(Stored items from a collection)
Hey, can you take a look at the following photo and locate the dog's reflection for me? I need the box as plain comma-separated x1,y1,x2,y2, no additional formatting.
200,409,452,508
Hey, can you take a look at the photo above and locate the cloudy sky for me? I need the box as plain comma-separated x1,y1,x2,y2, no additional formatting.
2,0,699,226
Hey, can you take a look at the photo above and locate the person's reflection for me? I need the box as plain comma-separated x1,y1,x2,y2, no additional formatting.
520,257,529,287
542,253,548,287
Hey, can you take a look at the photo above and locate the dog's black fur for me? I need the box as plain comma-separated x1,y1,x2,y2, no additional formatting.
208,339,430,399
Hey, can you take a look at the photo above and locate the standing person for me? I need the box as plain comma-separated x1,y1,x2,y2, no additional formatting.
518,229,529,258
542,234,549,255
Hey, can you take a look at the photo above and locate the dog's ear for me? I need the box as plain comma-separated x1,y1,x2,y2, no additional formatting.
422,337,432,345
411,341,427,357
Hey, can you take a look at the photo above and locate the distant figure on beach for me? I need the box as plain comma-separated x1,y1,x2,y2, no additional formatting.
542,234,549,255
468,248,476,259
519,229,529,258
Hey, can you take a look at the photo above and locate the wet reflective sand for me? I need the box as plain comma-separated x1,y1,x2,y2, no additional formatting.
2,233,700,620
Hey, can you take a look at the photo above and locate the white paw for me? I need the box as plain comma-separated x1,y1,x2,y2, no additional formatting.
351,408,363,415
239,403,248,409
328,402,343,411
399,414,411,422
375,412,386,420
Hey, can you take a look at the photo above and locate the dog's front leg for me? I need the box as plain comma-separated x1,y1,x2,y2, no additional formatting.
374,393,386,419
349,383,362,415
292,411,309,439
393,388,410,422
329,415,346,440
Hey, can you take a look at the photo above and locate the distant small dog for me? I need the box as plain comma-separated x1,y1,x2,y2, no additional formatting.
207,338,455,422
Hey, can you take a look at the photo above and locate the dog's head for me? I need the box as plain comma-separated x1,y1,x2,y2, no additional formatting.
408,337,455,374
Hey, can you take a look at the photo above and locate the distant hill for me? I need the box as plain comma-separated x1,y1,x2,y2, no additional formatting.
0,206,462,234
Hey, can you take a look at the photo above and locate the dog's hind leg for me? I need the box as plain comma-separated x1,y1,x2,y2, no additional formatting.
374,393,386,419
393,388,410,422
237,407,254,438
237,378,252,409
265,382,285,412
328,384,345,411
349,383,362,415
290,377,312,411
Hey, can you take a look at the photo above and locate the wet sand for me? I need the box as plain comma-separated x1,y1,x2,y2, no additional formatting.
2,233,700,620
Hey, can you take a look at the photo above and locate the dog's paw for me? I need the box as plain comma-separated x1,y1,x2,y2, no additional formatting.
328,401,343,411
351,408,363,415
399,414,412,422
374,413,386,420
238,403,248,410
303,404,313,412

* **Task prompt**: Output the line containing "the dog's paw" and all lines after it to the end of the records, exactly as given.

* **Your solution**:
Hey, can you take a look at the photo above and locate the dog's paw for me? I need the box as plain comma-separated x1,y1,x2,y2, no additional formatting.
328,401,343,411
351,408,363,415
399,414,412,422
374,413,386,420
238,403,248,410
303,404,313,412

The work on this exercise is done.